● **Données disponibles**:

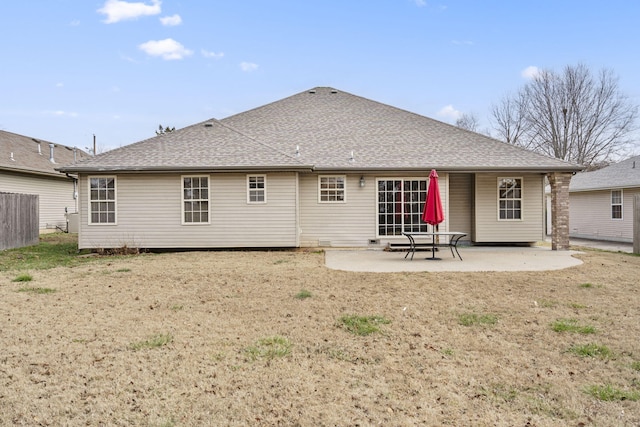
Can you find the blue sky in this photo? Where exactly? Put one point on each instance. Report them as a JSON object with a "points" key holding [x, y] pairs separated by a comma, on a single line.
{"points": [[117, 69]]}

==

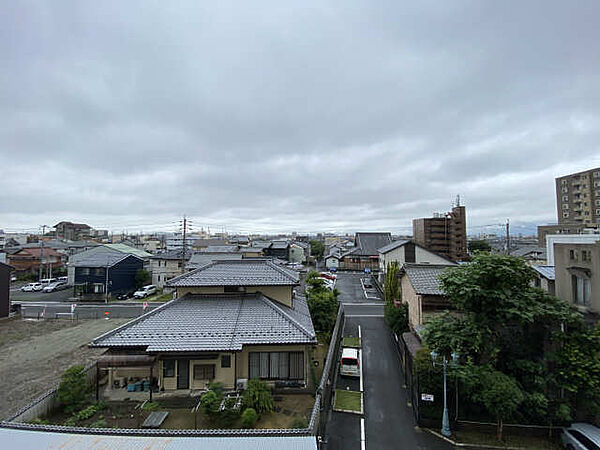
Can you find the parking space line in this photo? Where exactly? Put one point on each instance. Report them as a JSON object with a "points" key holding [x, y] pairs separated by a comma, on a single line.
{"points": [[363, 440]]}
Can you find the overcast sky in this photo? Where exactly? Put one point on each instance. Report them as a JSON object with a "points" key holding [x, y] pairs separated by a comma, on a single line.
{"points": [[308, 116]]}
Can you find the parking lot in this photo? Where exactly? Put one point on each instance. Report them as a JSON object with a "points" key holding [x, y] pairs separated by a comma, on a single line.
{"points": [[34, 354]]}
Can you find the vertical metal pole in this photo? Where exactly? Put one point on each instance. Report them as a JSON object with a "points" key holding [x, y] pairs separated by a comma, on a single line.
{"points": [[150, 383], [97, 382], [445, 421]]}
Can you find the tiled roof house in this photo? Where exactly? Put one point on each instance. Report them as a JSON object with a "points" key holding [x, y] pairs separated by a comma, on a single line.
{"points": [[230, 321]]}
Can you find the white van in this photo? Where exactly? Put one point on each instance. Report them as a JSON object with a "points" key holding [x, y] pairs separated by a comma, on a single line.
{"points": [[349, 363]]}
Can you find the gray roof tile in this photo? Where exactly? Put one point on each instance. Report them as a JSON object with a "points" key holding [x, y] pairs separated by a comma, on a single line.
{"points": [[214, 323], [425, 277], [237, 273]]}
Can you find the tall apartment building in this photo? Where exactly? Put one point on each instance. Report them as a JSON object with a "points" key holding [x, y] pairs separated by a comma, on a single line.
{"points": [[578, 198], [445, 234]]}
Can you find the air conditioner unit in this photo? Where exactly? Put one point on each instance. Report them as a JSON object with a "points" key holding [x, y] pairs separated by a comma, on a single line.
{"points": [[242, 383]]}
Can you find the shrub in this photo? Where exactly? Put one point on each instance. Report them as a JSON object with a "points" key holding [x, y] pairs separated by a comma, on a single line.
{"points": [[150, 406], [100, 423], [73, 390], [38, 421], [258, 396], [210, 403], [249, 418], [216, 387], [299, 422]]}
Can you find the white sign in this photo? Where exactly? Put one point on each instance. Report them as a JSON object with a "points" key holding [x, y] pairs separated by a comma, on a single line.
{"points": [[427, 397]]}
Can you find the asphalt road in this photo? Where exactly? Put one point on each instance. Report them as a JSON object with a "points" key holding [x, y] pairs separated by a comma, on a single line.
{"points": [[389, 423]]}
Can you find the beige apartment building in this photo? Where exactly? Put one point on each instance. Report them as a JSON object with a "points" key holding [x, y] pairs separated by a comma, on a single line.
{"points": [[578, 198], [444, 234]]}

---

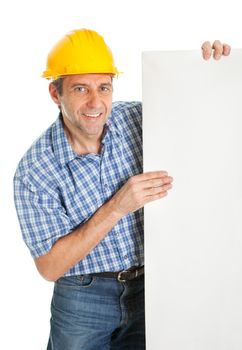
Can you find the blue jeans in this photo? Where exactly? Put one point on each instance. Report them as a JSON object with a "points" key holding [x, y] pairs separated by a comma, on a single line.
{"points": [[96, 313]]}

● **Objectif de la tâche**:
Extrayez des données ci-dessus chaque ligne où figure le mot « tall », en tenant compte de la casse.

● **Solution de la tâche**:
Can you find the tall apartment building in this photo? Where exactly? Put one point on each instance. Report them as a JSON object with a "points" key holding [x, y] pairs separated by a comma, on a single line.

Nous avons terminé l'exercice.